● **Prompt**
Return every one of the rows below as a JSON list of strings, with one string for each line. Skip blank lines and leave the pictures out.

● **Data for this exercise**
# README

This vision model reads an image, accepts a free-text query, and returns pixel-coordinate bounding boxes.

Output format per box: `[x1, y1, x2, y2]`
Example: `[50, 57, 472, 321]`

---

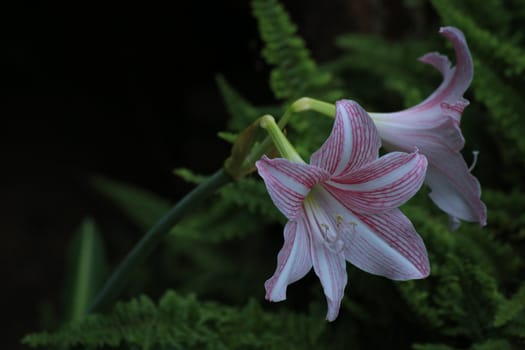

● **Result**
[
  "# README",
  "This vision model reads an image, accepts a free-text query, and returns pixel-coordinate bounding boxes.",
  "Output format per box: `[x1, y1, x2, y2]`",
  "Example: `[50, 57, 472, 321]`",
  "---"
]